>> START

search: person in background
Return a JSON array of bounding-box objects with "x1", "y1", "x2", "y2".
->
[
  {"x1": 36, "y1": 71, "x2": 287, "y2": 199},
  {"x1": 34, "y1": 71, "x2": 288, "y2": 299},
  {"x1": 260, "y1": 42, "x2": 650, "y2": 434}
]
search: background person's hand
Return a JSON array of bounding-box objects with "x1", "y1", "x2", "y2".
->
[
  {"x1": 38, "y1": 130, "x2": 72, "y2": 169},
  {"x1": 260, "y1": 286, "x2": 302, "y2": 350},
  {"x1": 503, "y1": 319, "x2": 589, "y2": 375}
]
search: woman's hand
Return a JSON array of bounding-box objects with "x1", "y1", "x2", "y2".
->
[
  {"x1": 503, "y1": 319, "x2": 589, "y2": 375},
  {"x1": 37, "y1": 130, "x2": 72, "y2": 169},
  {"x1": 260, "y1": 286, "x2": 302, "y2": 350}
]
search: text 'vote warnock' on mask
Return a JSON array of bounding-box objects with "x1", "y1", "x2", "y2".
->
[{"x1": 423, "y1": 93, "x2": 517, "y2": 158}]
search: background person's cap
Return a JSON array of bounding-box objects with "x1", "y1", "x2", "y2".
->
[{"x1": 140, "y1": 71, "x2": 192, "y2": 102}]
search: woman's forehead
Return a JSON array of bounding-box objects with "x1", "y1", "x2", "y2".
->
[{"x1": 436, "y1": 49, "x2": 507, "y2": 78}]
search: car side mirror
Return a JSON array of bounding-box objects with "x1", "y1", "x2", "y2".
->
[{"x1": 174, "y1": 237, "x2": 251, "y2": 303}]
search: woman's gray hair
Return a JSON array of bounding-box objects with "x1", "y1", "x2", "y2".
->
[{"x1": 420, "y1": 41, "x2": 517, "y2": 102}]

>> END

## REQUIRED WORK:
How many lines in the items above contain the word "background"? Reply with the number alone.

## COMPLETE RESPONSE:
3